Task to complete: Copy the records below word for word, leaving nothing out and changing nothing.
━━ Data extracts ━━
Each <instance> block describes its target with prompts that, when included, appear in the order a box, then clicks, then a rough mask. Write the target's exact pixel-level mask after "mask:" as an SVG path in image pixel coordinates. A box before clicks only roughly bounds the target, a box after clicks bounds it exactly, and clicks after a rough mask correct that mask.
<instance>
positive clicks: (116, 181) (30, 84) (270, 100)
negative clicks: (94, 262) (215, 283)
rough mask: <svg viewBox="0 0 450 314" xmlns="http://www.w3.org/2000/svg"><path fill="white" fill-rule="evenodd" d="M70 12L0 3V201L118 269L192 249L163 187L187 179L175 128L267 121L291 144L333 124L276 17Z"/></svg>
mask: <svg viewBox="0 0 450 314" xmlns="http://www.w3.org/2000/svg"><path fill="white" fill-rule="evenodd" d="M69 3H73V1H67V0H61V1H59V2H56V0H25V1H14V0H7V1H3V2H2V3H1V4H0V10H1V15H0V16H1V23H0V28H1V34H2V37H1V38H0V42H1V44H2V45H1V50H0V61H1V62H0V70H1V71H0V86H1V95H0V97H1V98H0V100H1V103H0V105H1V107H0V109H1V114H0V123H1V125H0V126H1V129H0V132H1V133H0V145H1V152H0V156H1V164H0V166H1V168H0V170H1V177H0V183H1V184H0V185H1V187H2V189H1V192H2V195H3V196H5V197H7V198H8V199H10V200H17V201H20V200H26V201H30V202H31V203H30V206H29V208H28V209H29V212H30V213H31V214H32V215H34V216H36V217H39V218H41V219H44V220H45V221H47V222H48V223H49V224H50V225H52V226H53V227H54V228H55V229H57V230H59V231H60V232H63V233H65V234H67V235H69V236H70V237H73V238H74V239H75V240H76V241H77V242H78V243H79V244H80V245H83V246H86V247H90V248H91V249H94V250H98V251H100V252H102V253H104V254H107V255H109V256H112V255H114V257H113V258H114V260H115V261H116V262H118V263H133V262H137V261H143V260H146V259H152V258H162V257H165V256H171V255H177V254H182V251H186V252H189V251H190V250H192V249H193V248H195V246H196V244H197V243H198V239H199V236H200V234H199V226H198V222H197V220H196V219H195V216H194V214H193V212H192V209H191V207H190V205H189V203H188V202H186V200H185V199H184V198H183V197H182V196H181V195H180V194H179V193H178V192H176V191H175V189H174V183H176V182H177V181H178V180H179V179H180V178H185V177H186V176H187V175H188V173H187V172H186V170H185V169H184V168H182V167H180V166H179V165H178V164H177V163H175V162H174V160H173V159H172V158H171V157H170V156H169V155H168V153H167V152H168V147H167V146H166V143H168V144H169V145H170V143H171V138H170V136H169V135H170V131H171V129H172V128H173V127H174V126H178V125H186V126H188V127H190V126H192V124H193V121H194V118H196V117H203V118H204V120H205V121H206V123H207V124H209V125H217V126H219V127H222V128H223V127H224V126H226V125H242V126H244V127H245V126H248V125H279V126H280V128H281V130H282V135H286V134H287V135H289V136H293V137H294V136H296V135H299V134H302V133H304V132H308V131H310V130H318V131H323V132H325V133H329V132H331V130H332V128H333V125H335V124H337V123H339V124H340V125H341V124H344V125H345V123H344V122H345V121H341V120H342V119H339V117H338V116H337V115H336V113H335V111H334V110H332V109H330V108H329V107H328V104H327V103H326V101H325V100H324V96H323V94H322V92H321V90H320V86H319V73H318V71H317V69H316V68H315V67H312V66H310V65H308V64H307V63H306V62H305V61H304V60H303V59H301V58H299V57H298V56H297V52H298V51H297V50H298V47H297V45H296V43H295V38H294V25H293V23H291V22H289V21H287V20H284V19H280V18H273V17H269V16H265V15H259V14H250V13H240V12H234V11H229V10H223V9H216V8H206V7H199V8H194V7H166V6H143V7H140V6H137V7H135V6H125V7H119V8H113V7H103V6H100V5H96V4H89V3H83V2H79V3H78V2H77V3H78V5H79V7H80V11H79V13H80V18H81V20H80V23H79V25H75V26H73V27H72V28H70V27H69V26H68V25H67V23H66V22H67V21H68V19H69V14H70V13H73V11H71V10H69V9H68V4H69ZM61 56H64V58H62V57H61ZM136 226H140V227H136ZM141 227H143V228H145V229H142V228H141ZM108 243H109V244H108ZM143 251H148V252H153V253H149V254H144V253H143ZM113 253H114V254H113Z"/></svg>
━━━
Written response:
Each <instance> block describes its target with prompts that, when included, appear in the order a box, then clicks, then a rough mask. Write the target's exact pixel-level mask after "mask:" as an SVG path in image pixel coordinates. A box before clicks only roughly bounds the target, a box after clicks bounds it exactly, and clicks after a rough mask correct that mask.
<instance>
positive clicks: (116, 181) (30, 84) (270, 100)
negative clicks: (94, 262) (215, 283)
rough mask: <svg viewBox="0 0 450 314" xmlns="http://www.w3.org/2000/svg"><path fill="white" fill-rule="evenodd" d="M70 12L0 3V201L118 269L192 249L163 187L187 179L175 128L267 121L291 144L333 124L276 17Z"/></svg>
mask: <svg viewBox="0 0 450 314" xmlns="http://www.w3.org/2000/svg"><path fill="white" fill-rule="evenodd" d="M69 3H73V1H67V0H61V1H59V2H56V0H25V1H14V0H7V1H3V2H2V3H1V4H0V10H1V15H0V16H1V23H0V28H1V34H2V37H1V38H0V42H1V44H2V45H1V50H0V61H1V62H0V70H1V71H0V86H1V95H0V97H1V98H0V100H1V103H0V105H1V107H0V109H1V114H0V123H1V125H0V126H1V129H0V132H1V133H0V145H1V152H0V156H1V164H0V166H1V168H0V170H1V177H0V183H1V184H0V185H1V187H2V189H1V192H2V195H3V196H5V197H7V198H8V199H10V200H17V201H20V200H26V201H30V202H31V203H30V206H29V208H28V209H29V212H30V213H31V214H32V215H34V216H36V217H39V218H41V219H44V220H45V221H47V222H48V223H49V224H50V225H52V226H53V227H54V228H55V229H57V230H59V231H60V232H63V233H65V234H67V235H69V236H70V237H73V238H74V239H75V240H76V241H77V242H78V243H79V244H80V245H83V246H86V247H90V248H91V249H94V250H98V251H100V252H102V253H104V254H107V255H109V256H112V255H114V257H113V258H114V260H115V261H116V262H118V263H133V262H137V261H143V260H146V259H152V258H162V257H165V256H171V255H177V254H182V251H186V252H189V251H190V250H192V249H193V248H195V246H196V244H197V243H198V239H199V236H200V234H199V226H198V222H197V220H196V219H195V216H194V214H193V212H192V209H191V207H190V205H189V203H188V202H186V200H185V199H184V198H183V197H182V196H181V195H180V194H179V193H178V192H176V191H175V189H174V183H176V182H177V181H178V180H179V179H180V178H185V177H186V176H187V175H188V173H187V172H186V170H185V169H184V168H182V167H180V166H179V165H178V164H177V163H175V162H174V160H173V159H172V158H171V157H170V156H169V155H168V153H167V152H168V147H167V146H166V143H168V144H169V145H170V143H171V138H170V136H169V135H170V131H171V129H172V128H173V127H174V126H178V125H186V126H188V127H190V126H192V124H193V121H194V118H196V117H203V118H204V120H205V121H206V123H207V124H209V125H217V126H219V127H222V128H223V127H224V126H226V125H242V126H244V127H245V126H248V125H279V126H280V128H281V130H282V135H286V134H287V135H289V136H293V137H294V136H296V135H299V134H302V133H304V132H308V131H310V130H318V131H323V132H325V133H329V132H331V130H332V128H333V125H335V124H337V123H339V124H340V125H341V124H344V125H345V123H344V122H345V121H341V120H342V119H339V117H338V116H337V115H336V113H335V111H334V110H332V109H330V108H329V107H328V104H327V103H326V101H325V100H324V96H323V94H322V92H321V90H320V86H319V73H318V71H317V69H316V68H315V67H312V66H310V65H308V64H307V63H306V62H305V61H304V60H303V59H301V58H299V57H298V56H297V52H298V51H297V50H298V47H297V45H296V43H295V38H294V25H293V23H291V22H289V21H287V20H284V19H280V18H273V17H269V16H265V15H259V14H250V13H240V12H234V11H229V10H223V9H216V8H206V7H199V8H194V7H166V6H143V7H140V6H137V7H135V6H125V7H119V8H113V7H103V6H100V5H96V4H89V3H83V2H79V3H78V2H77V3H78V5H79V7H80V11H79V13H80V18H81V20H80V23H79V25H75V26H73V27H72V28H70V27H69V26H68V25H67V23H66V22H67V21H68V19H69V14H70V13H73V11H71V10H69V9H68V4H69ZM61 56H64V58H62V57H61ZM136 226H140V227H136ZM141 227H143V228H145V229H142V228H141ZM108 243H109V244H108ZM143 251H148V252H153V253H149V254H144V253H143ZM113 253H114V254H113Z"/></svg>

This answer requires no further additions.